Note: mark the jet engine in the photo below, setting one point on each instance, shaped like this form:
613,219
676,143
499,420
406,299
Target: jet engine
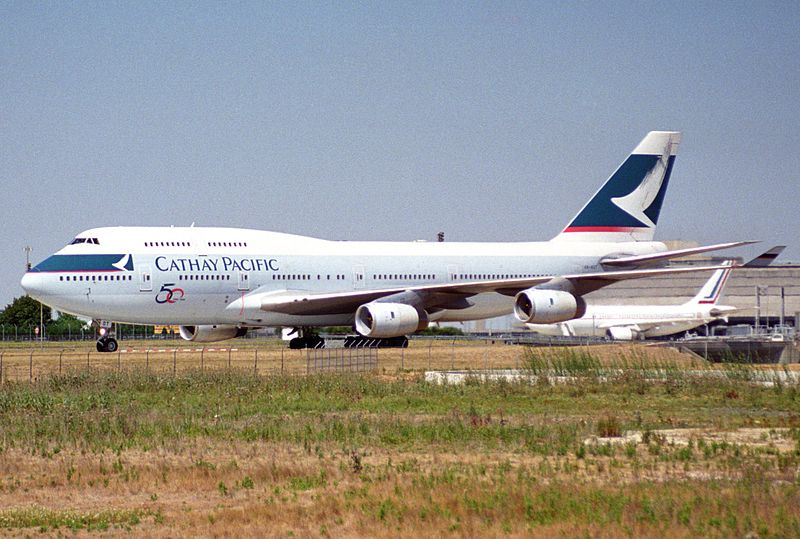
211,333
622,333
538,306
389,319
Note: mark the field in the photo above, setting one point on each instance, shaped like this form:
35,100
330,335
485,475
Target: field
156,444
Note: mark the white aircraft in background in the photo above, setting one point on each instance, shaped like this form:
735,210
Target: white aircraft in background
216,283
629,322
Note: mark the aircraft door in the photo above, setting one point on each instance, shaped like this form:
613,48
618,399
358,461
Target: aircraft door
145,279
359,279
244,280
452,273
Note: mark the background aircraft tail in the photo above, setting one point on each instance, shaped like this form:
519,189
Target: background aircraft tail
627,206
712,290
765,259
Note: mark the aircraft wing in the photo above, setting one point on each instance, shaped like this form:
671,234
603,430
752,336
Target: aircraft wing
444,296
667,255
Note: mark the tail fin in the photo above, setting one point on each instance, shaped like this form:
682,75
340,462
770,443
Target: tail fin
712,290
627,206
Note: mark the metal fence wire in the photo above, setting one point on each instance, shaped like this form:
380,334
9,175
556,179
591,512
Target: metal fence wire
341,360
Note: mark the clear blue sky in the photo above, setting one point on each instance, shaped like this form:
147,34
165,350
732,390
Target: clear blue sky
490,121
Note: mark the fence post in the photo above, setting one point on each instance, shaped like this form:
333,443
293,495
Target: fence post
430,343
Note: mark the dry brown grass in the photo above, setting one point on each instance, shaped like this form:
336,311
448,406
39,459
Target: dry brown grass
272,357
255,489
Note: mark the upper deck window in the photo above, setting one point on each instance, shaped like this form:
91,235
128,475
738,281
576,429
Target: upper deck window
85,240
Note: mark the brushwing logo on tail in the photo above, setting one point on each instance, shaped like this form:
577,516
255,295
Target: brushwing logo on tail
124,263
640,199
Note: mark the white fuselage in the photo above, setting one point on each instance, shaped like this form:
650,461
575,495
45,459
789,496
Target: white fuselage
193,275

What you need to do: Repeat the data word for word, from the line containing "Note: mark the dry" through the end of the data, including both of those lines.

Final result:
Note: mark the dry brown grass in the photo above, setting one point on each instance, shaped like this form:
336,311
448,406
39,459
Target: dry brown grass
272,357
255,489
Note: mark the upper deck window in the photo above, setting one point on each instance, shaped like this form:
91,235
128,475
738,281
576,429
Target: upper deck window
85,240
Note: mark the brushwing logo on tail in the photo above, setting one point on each instance, shaped like this form:
577,516
255,295
Target: brushwing logo on tail
124,263
640,199
Note: mark the white fuselage in the photo above, setting one point on each instance, shaped like this form:
650,461
575,495
45,459
789,496
Target: white fuselage
193,275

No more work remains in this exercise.